Пришпорив еще на мгновение свою неограниченную власть, фантазия рисует какую-нибудь Вавилонскую башню, воздвигнутую на другой планете существами, не имеющими ничего общего с человеком. Наверное, ее построили, чтобы достать до небосвода, непохожего на наш, или с целью, непостижимой не только для умозрения, но даже и для воображения разумных существ. Подозрительно косая структура, воплощение шаткости — все в ней только неуравновешенность и вызов. Мир огромен: в нем есть призмы кварца, серые блестящие кубики галенита, зубчатые колеса марказита, увенчанные петушиным гребешком; есть в нем и побеги папоротника, на которых медленно распускаются тончайшие живые кружева, напоминающие ветви дендритов, что развертывают в камне свою пышную мертвую листву. Мир всюду разный, и всюду он обнаруживает порядок, грубый или изящный, явный или прикровенный. Экономность порядка выявляют вычисления. Разум и без них заранее предчувствовал, в силу естественного согласия, его неизбежное совершенство. Кривобокий кристалл нарушает приличия в этом мире властной и вездесущей геометрии. Он стимулирует мысль, чтобы полностью ее разочаровать. Похоже, он дает понять, что есть предел для человеческой способности строить аналогии, формулировать законы, ограничивать несовместимость. Конечно, существует бесчисленное множество непонятных вещей: за ними стоят случай, прихоть, безумие. Неразумно и отыскивать в них смысл. Это порождения сумятицы, а не правил. От разума требуется лишь одно: окончательно признать ничтожество этих быстро лопающихся пузырей.

Фальшивая нота кальцита, напротив, тревожит — не оттого, что в ней слышится тонкая, беззлобная насмешка над устоями прочности, но как раз потому, что камень сохраняет изощренную структуру, сопрягающую симметрию и рост. Каверзный кристалл убеждает: рядом находится некий смежный и недоступный пониманию мир, который вторгается даже в ту область, где, как я полагал, интеллект и природа согласны между собою. Я узнавал здесь, как в зеркале, свой ритм и слог, свои изломы и извивы. В собственном устроении я открывал ту же основу — со смирением и с гордостью, неотступной тенью смирения. Но вот — существует эта безобразная конструкция, раздражающая и действенная. Вычисления (я это знаю) включат ее в некий более тонко организованный порядок Тогда появится иное препятствие, потом иной порядок, еще более сложный и способный разрешить проблему. И так далее, до бесконечности, по образу и подобию возникающих одна за другой лестниц, созданных в моем воображении кальцитом.
━━━━━━━━━━━━━━━━━━━━
Задание -
Перескажите короче абзац источника, начинающийся словами «Фальшивая нота кальцита», сохранив его основные мысли. Этот материал к заданию никакого отношения не имеет.

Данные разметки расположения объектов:
━━━━━━━━━━━━━━━━━━━━
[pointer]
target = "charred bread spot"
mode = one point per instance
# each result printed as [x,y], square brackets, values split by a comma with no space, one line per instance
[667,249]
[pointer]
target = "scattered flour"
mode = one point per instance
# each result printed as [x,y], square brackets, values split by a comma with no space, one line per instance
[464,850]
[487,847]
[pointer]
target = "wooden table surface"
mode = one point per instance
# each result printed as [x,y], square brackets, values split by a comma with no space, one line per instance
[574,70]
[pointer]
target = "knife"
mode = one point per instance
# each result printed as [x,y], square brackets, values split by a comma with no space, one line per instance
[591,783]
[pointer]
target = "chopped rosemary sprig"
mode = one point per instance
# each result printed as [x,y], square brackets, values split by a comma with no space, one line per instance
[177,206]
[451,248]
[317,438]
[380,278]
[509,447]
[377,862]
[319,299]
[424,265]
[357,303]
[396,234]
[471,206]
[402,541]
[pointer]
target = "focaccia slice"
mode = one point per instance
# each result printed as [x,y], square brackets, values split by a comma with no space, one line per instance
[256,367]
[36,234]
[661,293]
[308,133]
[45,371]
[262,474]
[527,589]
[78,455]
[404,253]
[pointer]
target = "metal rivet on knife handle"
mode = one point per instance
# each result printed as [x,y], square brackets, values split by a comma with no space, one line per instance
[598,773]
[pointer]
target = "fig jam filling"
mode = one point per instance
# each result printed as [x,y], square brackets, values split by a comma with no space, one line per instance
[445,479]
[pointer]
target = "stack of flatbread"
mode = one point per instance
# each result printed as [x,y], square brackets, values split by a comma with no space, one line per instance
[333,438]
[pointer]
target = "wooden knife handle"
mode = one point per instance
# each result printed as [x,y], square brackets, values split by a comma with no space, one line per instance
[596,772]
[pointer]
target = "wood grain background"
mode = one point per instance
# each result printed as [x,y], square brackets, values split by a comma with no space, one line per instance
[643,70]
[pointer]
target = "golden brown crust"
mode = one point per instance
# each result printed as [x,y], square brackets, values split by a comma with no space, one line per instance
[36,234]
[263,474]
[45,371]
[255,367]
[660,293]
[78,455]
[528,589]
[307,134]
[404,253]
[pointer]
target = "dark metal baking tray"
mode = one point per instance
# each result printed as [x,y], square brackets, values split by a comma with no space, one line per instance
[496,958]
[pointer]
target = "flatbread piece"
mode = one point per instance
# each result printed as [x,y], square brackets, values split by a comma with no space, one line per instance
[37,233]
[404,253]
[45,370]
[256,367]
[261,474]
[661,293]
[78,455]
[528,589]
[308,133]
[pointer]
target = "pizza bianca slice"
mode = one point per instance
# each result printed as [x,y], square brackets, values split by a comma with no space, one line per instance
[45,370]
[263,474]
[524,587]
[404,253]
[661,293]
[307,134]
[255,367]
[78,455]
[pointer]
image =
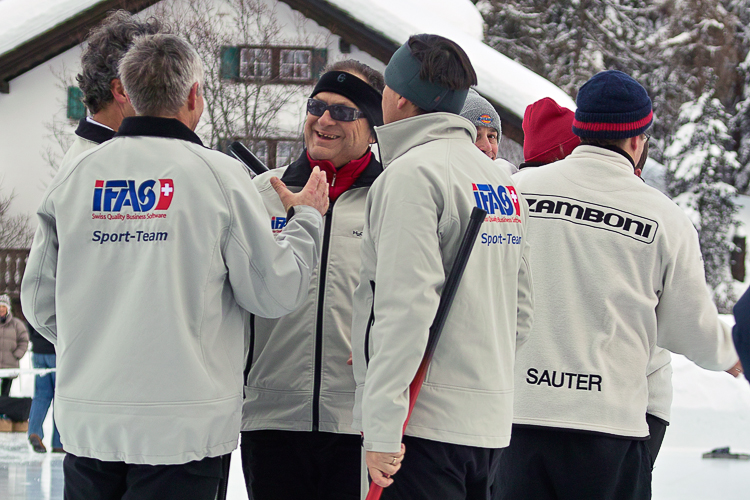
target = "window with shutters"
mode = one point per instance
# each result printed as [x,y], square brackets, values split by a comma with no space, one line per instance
[255,64]
[278,65]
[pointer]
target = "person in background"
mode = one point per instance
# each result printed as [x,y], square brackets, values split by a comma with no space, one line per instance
[14,340]
[617,269]
[549,137]
[741,330]
[484,117]
[176,256]
[547,133]
[43,357]
[99,79]
[297,439]
[416,214]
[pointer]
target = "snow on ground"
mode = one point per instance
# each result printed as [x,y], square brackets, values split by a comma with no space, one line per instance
[710,410]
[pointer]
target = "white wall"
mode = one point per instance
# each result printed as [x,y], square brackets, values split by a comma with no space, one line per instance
[37,96]
[34,98]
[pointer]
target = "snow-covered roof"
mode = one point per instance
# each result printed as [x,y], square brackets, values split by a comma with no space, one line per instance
[501,79]
[24,20]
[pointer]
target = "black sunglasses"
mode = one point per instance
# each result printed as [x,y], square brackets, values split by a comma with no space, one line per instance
[338,112]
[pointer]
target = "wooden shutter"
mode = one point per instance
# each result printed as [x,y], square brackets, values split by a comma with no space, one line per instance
[319,61]
[76,108]
[230,63]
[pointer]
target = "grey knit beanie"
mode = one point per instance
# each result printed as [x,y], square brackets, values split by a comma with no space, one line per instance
[480,112]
━━━━━━━━━━━━━━━━━━━━
Результат задания -
Неправильный кристалл кальцита тревожит не насмешкой над прочностью, а тем, что сохраняет сложную структуру, сочетающую симметрию и рост. Он показывает, что рядом существует смежный и непостижимый мир, который вторгается даже туда, где разум и природа, казалось бы, согласны. Рассказчик узнавал в природе, как в зеркале, свой ритм и изломы и открывал в себе ту же основу со смирением и гордостью, но эта уродливая конструкция раздражает. Вычисления включат ее в более тонкий порядок, затем возникнет новое препятствие и новый, еще более сложный порядок, и так до бесконечности, подобно лестницам, которые кальцит создал в воображении рассказчика.